Yang Diminta. Tuliskan kembali tanpa diubah bagian teks tentang penanggulangan kemiskinan di bawah ini, mulai dari "Kemiskinan ditandai oleh" sampai dengan "mempengaruhi hidup mereka.".

Kutipan Teks.

________________________

Cari uang dan hasilkan profit di internet
BELAJARLAH! SESUNGGUHNYA TIDAKLAH MANUSIA ITU DILAHIRKAN DALAM KEADAN PANDAI

KONSEP PENANGGULANGAN KEMISKINAN

>> Kamis, 04 Februari 2010

C.Konsep Pemberdayaan Masyarakat dalam Penanggulangan Kemiskinan Dan Perluasan Lapangan Kerja

C.1. Konsep Kemiskinan dan Pengangguran

Kemiskinan ditandai oleh kurangnya akses untuk mendapatkan barang, jasa, aset dan peluang penting yang menjadi hak setiap orang. Setiap orang harus bebas dari rasa lapar, harus dapat hidup dalam damai, dan harus mempunyai akses untuk mendapatkan pendidikan dasar dan jasa-jasa layanan kesehatan primer. Keluarga-keluarga miskin butuh mempertahankan kelangsungan hidup mereka dengan cara bekerja dan mendapatkan imbalan secara wajar serta seharusnya mendapatkan perlindungan yang dibutuhkan terhadap guncangan-guncangan dari luar. Sebagai tambahan, perorangan maupun masyarakat juga miskin dan cenderung terus miskin apabila mereka tidak diberdayakan untuk berpartisipasi dalam pembuatan keputusan-keputusan yang mempengaruhi hidup mereka.
     Dalam konteks upaya penanggulangan kemiskinan, dibutuhkan perubahan paradigma pembangunan dari top down menjadi bottom up, dengan memberi peran masyarakat sebagai aktor utama atau subyek pembangunan sedangkan pemerintah sebagai fasilitator. Proses bottom up akan memberi ruang bagi masyarakat desa untuk berpartisipasi dalam merencanakan, menentukan kebutuhan, mengambil keputusan, melaksanakan, hingga mengevaluasi pembangunan.
     Kondisi ini akan terlihat jika menempatkan kaum miskin dalam posisi terhormat, memberi ruang pada mereka untuk mengembangkan partisipasi dan prakarsa lokal, sehingga konsep kaum miskin sebagai penerima manfaat proyek tidak terlalu relevan dibicarakan dalam konsep pembangunan manusia. Ada beberapa dimensi terkait pengertian kemiskinan, baik yang melihat dari dimensi kesejahteraan material, maupun kesejateraan sosial. Konsep yang menempatkan kemiskinan dibagi dalam dua jenis, seperti yang disampaikan Suwondo (1982:2) bahwa kemiskinan terbagai menjadi kemiskinan mutlak (absolute proverty) yaitu: individu atau kelompok yang tidak dapat memenuhi kebutuhan dasarnya, bahkan kebutuhan fisik minimumnya, dan kemiskinan relatif (relative proverty) yaitu menekankan ketidaksamaan kesempatan dan kemampuan diantara lapisan masyarakat untuk mendapatkan barang-barang dan pelayanan dalam menikmati kehidupannya. Pengertian kemiskinan yang lebih luas disampaikan oleh John Friedman (Ala, 1996:4) yang menyatakan bahwa kemiskinan sebagai ketidaksamaan untuk mengakumulasikan basis kekuasaaan sosial, yaitu kemampuan untuk menguasai peluang strategis yang bisa mempengaruhi kehidupan sosial, ekonomi, dan politik.

________________________

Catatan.
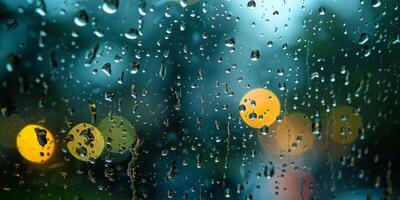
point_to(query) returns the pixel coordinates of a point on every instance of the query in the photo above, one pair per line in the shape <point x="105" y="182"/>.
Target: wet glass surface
<point x="195" y="99"/>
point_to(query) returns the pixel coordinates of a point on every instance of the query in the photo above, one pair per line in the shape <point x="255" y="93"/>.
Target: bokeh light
<point x="85" y="142"/>
<point x="35" y="143"/>
<point x="259" y="107"/>
<point x="10" y="127"/>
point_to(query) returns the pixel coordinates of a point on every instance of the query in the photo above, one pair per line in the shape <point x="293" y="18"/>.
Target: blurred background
<point x="165" y="81"/>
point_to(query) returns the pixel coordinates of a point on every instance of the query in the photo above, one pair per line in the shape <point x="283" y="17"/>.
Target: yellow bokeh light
<point x="188" y="2"/>
<point x="35" y="143"/>
<point x="344" y="124"/>
<point x="259" y="107"/>
<point x="294" y="133"/>
<point x="118" y="133"/>
<point x="85" y="142"/>
<point x="9" y="129"/>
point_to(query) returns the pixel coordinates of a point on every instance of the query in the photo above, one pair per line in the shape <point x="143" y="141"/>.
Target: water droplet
<point x="81" y="18"/>
<point x="255" y="55"/>
<point x="363" y="38"/>
<point x="251" y="4"/>
<point x="110" y="6"/>
<point x="131" y="34"/>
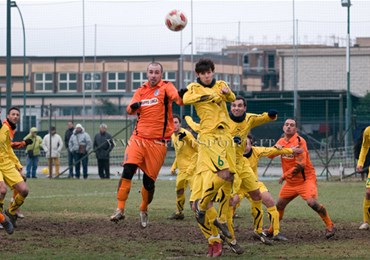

________________________

Jawaban Tertulis.
Kemiskinan ditandai oleh kurangnya akses untuk mendapatkan barang, jasa, aset dan peluang penting yang menjadi hak setiap orang. Setiap orang harus bebas dari rasa lapar, harus dapat hidup dalam damai, dan harus mempunyai akses untuk mendapatkan pendidikan dasar dan jasa-jasa layanan kesehatan primer. Keluarga-keluarga miskin butuh mempertahankan kelangsungan hidup mereka dengan cara bekerja dan mendapatkan imbalan secara wajar serta seharusnya mendapatkan perlindungan yang dibutuhkan terhadap guncangan-guncangan dari luar. Sebagai tambahan, perorangan maupun masyarakat juga miskin dan cenderung terus miskin apabila mereka tidak diberdayakan untuk berpartisipasi dalam pembuatan keputusan-keputusan yang mempengaruhi hidup mereka.